The problem: Quote the records below word for word, please, from the very first line through the one that contains "Task: ground the shallow", and nothing beyond it.

═════ Material shown ═════

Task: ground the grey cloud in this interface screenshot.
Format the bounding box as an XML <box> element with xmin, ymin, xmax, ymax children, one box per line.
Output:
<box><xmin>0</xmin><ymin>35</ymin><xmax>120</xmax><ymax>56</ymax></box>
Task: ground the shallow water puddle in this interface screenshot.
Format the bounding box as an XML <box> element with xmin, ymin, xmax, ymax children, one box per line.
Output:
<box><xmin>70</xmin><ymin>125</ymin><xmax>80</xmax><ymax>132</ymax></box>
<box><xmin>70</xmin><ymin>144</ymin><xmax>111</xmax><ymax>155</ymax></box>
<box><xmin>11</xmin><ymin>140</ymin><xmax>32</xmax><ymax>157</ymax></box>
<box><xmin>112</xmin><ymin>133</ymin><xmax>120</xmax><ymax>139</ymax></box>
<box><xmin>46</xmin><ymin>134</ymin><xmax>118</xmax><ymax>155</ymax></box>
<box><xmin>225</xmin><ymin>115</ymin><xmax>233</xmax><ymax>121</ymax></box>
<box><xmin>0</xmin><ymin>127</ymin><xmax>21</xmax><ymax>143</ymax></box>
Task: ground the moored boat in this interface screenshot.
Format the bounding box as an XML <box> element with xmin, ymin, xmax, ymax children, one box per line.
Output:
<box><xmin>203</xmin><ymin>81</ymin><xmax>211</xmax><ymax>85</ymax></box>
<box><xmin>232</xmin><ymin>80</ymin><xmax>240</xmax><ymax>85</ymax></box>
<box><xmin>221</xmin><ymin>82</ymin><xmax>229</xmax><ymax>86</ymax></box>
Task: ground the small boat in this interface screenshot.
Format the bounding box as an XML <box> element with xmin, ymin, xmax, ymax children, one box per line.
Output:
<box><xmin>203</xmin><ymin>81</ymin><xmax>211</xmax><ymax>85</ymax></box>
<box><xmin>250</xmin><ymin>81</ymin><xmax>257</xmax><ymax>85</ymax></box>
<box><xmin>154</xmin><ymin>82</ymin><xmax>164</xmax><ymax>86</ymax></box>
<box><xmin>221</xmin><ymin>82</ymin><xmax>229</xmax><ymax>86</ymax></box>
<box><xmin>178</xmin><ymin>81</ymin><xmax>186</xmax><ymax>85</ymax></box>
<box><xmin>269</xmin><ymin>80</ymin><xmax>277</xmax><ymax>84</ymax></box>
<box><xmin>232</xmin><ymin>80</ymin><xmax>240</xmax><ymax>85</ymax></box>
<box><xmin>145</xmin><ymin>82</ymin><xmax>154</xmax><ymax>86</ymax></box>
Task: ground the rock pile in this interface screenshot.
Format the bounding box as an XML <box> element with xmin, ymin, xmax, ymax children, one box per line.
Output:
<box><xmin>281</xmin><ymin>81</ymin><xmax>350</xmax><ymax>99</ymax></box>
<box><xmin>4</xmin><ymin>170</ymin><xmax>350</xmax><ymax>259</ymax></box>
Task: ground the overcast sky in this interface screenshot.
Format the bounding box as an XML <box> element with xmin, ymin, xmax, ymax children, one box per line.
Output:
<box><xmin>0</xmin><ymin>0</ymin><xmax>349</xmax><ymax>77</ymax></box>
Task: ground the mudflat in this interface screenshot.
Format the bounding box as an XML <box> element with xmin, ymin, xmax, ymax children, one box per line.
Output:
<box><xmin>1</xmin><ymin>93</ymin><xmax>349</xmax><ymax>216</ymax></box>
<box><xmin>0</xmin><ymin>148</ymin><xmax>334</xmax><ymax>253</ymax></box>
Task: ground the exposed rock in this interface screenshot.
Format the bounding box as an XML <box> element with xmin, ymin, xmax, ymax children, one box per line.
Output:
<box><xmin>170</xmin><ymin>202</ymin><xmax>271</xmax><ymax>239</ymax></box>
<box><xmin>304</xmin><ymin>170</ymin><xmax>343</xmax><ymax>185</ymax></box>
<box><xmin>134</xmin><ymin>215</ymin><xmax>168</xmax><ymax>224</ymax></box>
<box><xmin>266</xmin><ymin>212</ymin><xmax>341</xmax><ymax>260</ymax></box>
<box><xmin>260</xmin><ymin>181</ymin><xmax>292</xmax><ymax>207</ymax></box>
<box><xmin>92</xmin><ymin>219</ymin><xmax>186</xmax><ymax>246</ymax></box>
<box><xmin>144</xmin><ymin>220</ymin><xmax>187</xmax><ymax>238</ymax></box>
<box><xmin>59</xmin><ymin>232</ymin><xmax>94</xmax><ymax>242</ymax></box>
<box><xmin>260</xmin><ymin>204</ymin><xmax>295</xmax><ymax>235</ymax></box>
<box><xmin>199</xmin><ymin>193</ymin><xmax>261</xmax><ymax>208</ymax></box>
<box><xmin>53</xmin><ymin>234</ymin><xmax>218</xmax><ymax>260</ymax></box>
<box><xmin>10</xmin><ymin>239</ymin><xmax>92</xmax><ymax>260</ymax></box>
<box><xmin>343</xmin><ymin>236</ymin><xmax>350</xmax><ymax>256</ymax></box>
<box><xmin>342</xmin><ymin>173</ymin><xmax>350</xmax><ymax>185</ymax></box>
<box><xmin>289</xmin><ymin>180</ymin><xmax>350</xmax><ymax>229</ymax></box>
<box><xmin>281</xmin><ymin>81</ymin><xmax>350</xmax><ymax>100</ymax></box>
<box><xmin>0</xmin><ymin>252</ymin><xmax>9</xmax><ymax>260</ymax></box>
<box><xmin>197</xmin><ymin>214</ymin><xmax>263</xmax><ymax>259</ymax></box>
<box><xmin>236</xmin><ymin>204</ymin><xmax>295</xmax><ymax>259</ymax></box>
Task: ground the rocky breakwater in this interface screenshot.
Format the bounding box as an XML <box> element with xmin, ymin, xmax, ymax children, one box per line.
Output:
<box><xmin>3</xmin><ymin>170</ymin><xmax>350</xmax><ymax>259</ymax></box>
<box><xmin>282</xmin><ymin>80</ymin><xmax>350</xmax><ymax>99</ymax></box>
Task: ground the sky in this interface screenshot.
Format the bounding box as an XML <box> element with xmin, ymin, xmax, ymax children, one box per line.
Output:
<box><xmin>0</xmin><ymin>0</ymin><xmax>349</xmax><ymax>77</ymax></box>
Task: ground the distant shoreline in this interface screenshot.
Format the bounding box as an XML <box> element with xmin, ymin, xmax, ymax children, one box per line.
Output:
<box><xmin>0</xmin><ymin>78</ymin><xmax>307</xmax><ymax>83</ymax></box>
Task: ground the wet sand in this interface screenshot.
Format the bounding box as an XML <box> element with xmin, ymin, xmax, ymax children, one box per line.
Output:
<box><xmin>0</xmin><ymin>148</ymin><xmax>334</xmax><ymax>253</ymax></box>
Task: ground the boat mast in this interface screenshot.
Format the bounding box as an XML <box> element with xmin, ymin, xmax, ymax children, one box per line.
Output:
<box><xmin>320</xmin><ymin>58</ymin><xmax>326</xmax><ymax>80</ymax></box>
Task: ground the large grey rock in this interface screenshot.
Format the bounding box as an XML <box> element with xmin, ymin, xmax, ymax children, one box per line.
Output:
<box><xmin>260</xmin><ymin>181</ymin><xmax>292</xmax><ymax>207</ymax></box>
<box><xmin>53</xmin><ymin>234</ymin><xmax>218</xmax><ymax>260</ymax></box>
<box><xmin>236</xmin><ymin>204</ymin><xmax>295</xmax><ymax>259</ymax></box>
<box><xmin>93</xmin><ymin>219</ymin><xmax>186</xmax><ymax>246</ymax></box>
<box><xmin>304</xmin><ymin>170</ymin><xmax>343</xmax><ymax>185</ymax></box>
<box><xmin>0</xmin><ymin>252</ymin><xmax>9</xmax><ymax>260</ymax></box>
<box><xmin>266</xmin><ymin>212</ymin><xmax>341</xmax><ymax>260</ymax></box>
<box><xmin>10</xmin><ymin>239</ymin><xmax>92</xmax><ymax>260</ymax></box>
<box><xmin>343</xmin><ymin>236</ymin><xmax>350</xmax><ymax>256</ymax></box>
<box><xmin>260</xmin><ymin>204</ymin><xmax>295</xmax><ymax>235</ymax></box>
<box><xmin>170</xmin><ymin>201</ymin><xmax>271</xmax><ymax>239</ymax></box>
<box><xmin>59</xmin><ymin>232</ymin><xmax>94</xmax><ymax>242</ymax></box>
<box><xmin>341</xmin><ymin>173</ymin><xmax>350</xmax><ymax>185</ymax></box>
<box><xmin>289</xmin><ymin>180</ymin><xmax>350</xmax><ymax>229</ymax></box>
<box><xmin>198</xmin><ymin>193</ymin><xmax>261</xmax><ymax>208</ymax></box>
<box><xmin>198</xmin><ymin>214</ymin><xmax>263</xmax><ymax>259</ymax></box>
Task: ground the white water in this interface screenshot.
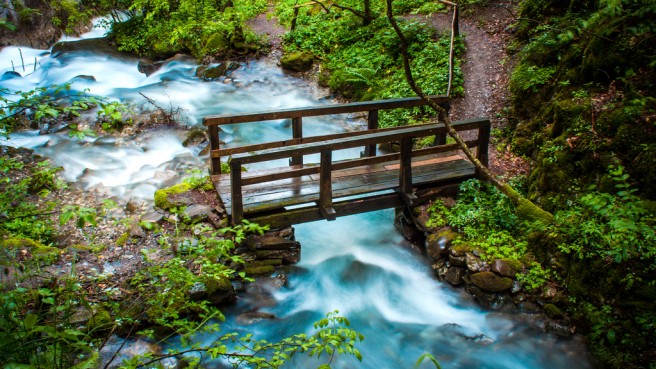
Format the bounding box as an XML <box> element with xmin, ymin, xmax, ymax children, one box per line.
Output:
<box><xmin>1</xmin><ymin>21</ymin><xmax>593</xmax><ymax>368</ymax></box>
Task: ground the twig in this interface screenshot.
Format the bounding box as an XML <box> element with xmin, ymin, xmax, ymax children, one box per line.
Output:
<box><xmin>19</xmin><ymin>48</ymin><xmax>24</xmax><ymax>72</ymax></box>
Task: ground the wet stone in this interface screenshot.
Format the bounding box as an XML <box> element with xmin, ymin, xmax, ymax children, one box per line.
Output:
<box><xmin>466</xmin><ymin>253</ymin><xmax>486</xmax><ymax>272</ymax></box>
<box><xmin>449</xmin><ymin>254</ymin><xmax>467</xmax><ymax>267</ymax></box>
<box><xmin>490</xmin><ymin>259</ymin><xmax>518</xmax><ymax>278</ymax></box>
<box><xmin>141</xmin><ymin>211</ymin><xmax>164</xmax><ymax>223</ymax></box>
<box><xmin>444</xmin><ymin>266</ymin><xmax>465</xmax><ymax>285</ymax></box>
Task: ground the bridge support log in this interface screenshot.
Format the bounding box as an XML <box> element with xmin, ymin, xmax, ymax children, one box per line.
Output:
<box><xmin>230</xmin><ymin>160</ymin><xmax>244</xmax><ymax>225</ymax></box>
<box><xmin>399</xmin><ymin>137</ymin><xmax>417</xmax><ymax>205</ymax></box>
<box><xmin>319</xmin><ymin>150</ymin><xmax>336</xmax><ymax>220</ymax></box>
<box><xmin>290</xmin><ymin>117</ymin><xmax>303</xmax><ymax>166</ymax></box>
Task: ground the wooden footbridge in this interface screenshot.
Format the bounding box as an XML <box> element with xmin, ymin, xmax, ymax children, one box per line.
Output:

═════

Response area:
Task: ground the grey cloud in this interface screenshot.
Format the bounding box as an XML <box> element with xmin, ymin, xmax, ymax children, one box per line.
Output:
<box><xmin>0</xmin><ymin>35</ymin><xmax>120</xmax><ymax>56</ymax></box>
Task: ground the shallow water puddle in this interface screenshot.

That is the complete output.